Task prompt: Rewrite the items below as a numbered list, omitting any blank lines.
## Start Entries
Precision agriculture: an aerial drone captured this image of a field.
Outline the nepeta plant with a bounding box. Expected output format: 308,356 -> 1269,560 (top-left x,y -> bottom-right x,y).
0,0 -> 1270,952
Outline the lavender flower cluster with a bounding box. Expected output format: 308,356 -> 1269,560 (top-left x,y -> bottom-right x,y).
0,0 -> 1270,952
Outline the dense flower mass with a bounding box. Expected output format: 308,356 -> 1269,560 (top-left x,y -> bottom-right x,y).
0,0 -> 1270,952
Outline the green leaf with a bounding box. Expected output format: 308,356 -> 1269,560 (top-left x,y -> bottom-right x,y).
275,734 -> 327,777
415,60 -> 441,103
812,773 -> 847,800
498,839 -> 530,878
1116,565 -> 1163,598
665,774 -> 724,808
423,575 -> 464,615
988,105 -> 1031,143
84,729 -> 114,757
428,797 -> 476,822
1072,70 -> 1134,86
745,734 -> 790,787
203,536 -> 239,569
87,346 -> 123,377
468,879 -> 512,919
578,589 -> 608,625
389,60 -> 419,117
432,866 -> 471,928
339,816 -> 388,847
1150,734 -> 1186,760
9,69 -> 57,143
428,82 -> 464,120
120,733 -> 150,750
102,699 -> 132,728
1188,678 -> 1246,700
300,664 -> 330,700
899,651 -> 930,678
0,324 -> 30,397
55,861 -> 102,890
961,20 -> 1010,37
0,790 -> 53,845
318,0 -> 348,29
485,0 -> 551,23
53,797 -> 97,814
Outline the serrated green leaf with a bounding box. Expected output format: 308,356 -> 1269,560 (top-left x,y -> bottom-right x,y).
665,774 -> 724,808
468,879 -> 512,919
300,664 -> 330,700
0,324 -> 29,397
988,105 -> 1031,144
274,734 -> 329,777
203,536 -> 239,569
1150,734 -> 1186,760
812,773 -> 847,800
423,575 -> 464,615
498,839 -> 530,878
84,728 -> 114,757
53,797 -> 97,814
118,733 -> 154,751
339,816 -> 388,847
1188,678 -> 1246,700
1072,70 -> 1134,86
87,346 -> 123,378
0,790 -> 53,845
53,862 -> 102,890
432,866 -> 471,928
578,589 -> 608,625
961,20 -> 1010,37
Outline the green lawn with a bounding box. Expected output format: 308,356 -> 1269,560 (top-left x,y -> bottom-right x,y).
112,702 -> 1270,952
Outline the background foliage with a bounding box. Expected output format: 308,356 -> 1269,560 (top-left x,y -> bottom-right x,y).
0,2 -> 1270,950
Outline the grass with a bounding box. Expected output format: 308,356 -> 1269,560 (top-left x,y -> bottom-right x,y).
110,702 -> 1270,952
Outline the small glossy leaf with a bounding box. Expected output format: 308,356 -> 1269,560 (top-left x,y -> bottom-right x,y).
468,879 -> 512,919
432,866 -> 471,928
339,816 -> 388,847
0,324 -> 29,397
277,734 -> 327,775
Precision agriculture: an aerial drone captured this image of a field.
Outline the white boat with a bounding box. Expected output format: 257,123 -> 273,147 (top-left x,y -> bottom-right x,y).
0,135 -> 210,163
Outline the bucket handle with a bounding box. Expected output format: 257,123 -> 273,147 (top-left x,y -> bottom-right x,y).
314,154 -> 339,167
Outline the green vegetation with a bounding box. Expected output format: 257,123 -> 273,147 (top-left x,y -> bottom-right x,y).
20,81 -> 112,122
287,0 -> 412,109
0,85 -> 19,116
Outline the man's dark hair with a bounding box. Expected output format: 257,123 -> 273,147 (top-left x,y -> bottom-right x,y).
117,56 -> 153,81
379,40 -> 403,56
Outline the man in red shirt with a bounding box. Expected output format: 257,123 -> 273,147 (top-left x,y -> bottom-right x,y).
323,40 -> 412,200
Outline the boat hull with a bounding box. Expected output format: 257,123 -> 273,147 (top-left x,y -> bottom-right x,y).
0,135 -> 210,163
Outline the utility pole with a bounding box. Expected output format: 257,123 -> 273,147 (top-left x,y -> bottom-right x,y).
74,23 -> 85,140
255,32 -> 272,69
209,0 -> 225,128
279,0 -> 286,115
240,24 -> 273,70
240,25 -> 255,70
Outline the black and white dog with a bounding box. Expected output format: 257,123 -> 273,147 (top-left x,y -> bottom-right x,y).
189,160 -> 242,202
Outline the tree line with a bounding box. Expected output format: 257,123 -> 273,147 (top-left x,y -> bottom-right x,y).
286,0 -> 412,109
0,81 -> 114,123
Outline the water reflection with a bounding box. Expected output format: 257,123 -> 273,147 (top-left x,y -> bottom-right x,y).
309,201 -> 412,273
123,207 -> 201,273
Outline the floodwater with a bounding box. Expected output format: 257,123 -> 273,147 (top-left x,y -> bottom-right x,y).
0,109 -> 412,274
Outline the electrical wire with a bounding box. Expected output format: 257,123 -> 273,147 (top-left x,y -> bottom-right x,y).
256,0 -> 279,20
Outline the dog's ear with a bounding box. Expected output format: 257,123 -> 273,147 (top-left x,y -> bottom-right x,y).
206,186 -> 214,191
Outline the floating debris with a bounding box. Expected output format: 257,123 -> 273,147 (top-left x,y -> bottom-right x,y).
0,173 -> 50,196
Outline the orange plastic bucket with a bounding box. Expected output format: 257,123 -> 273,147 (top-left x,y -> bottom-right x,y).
## End Entries
Solved exercise:
1. Precision agriculture: an aerial drone captured this image of a field.
2. Outline the nepeta plant with a bounding box. Expected output format: 308,356 -> 1269,560 (top-left x,y -> bottom-right x,y).
3. 0,0 -> 1270,952
4. Outline the lavender flower cluster with a bounding box. Expected output format: 308,356 -> 1269,560 (top-left x,y -> bottom-right x,y).
5. 0,0 -> 1270,952
6. Outline the dense flower mass with a bounding box. Expected output format: 308,356 -> 1269,560 (top-left x,y -> bottom-right x,y).
7. 0,0 -> 1270,952
8. Outline the green leaf with a bounding box. Expected output format: 308,356 -> 1269,560 (top-left x,y -> bottom-right x,y).
9. 275,734 -> 327,777
10. 415,60 -> 441,103
11. 812,773 -> 847,800
12. 498,839 -> 530,878
13. 1116,565 -> 1163,598
14. 665,774 -> 724,808
15. 423,575 -> 464,615
16. 988,105 -> 1031,143
17. 84,729 -> 114,757
18. 428,797 -> 476,822
19. 1072,70 -> 1134,86
20. 745,734 -> 790,787
21. 203,536 -> 239,569
22. 87,346 -> 123,377
23. 468,879 -> 512,919
24. 578,589 -> 608,625
25. 389,60 -> 419,117
26. 432,866 -> 471,928
27. 339,816 -> 388,847
28. 1150,734 -> 1186,760
29. 9,69 -> 57,143
30. 428,82 -> 464,120
31. 120,733 -> 150,750
32. 102,699 -> 132,728
33. 1188,678 -> 1246,700
34. 300,664 -> 330,700
35. 899,651 -> 930,678
36. 0,324 -> 30,397
37. 55,861 -> 102,890
38. 961,20 -> 1010,37
39. 0,790 -> 53,845
40. 318,0 -> 348,29
41. 485,0 -> 551,23
42. 53,797 -> 97,814
43. Outline the serrated green leaf with a bounding box. Expected output format: 308,356 -> 1269,560 (top-left x,y -> bottom-right x,y).
44. 665,774 -> 724,808
45. 468,879 -> 512,919
46. 300,664 -> 330,700
47. 0,324 -> 29,397
48. 988,105 -> 1031,144
49. 274,734 -> 329,777
50. 203,536 -> 239,569
51. 1150,734 -> 1186,760
52. 812,773 -> 847,800
53. 423,575 -> 464,615
54. 498,839 -> 530,878
55. 84,728 -> 114,757
56. 53,797 -> 97,814
57. 118,733 -> 154,751
58. 339,816 -> 388,847
59. 1188,678 -> 1246,700
60. 1072,70 -> 1134,86
61. 87,346 -> 123,378
62. 0,790 -> 53,845
63. 53,862 -> 102,890
64. 432,866 -> 471,928
65. 578,589 -> 608,625
66. 961,20 -> 1010,37
67. Outline the green lawn with a bounding box. Expected output format: 308,356 -> 1269,560 (top-left x,y -> bottom-right x,y).
68. 112,702 -> 1270,952
69. Outline the background foliage with a bounding box. Expected output format: 308,356 -> 1269,560 (top-left x,y -> bottom-right x,y).
70. 0,2 -> 1270,950
71. Outline the grass with a bounding box. Expected output format: 308,356 -> 1269,560 (top-left x,y -> bottom-right x,y).
72. 110,702 -> 1270,952
73. Outline the small glossy leaf with a bounding box. Expected output format: 308,356 -> 1269,560 (top-left x,y -> bottom-right x,y).
74. 468,879 -> 512,919
75. 432,866 -> 471,928
76. 339,816 -> 388,847
77. 0,324 -> 29,397
78. 277,734 -> 327,775
79. Precision agriculture: an aerial drone captured this image of a field.
80. Outline the white boat with a bounding box. Expected output format: 257,123 -> 273,147 (top-left x,y -> bottom-right x,y).
81. 0,135 -> 210,163
82. Outline the bucket handle with a bounding box. Expected output format: 257,123 -> 273,147 (top-left x,y -> bottom-right x,y).
83. 314,154 -> 339,167
84. Outline the green vegetation with a bounding box. Expected output format: 257,123 -> 273,147 (top-left x,y -> bottom-right x,y).
85. 20,81 -> 112,122
86. 287,0 -> 412,109
87. 0,85 -> 19,116
88. Outline the man's dark hair with a bounding box. Expected output format: 257,123 -> 273,147 (top-left x,y -> bottom-right x,y).
89. 117,56 -> 153,81
90. 379,40 -> 403,56
91. Outline the man in red shirt with a bounding box. Expected output format: 257,123 -> 273,147 (top-left x,y -> bottom-right x,y).
92. 323,40 -> 412,200
93. Outline the boat hull with a bounding box. Expected output format: 257,123 -> 273,147 (top-left x,y -> bottom-right x,y).
94. 0,135 -> 210,163
95. Outline the utility pole with a bounding box. Expected output format: 257,123 -> 273,147 (top-left x,y -> bottom-right x,y).
96. 74,23 -> 85,140
97. 255,32 -> 272,69
98. 209,0 -> 225,128
99. 279,0 -> 286,115
100. 240,24 -> 273,70
101. 240,25 -> 255,70
102. Outline the black and white dog with a bounding box. Expected output format: 257,123 -> 273,147 (top-left x,y -> bottom-right x,y).
103. 189,160 -> 242,202
104. Outline the tree line with a bounding box. Expected output format: 257,123 -> 273,147 (top-left x,y -> bottom-right x,y).
105. 286,0 -> 412,109
106. 0,81 -> 114,123
107. Outline the water reflection with a bounding box. Expected output format: 257,123 -> 273,147 (top-left x,y -> bottom-right x,y).
108. 309,201 -> 412,273
109. 123,207 -> 201,273
110. Outline the floodwater with a bounding box. Expected output format: 257,123 -> 273,147 (top-left x,y -> bottom-right x,y).
111. 0,109 -> 412,274
112. Outline the electrical wire with a bounding box. Expected output format: 257,123 -> 273,147 (top-left x,y -> bottom-right x,y).
113. 256,0 -> 279,20
114. Outline the dog's ear with a bounding box. Expected output format: 257,123 -> 273,147 (top-left x,y -> bottom-right x,y).
115. 206,186 -> 214,191
116. Outline the floating debris with a bounding box. Expected output format: 257,123 -> 273,147 (top-left x,y -> bottom-right x,y).
117. 0,173 -> 50,196
118. Outline the orange plastic bucket with a bounding box. Expected output format: 257,123 -> 273,147 (top-left x,y -> bottom-right x,y).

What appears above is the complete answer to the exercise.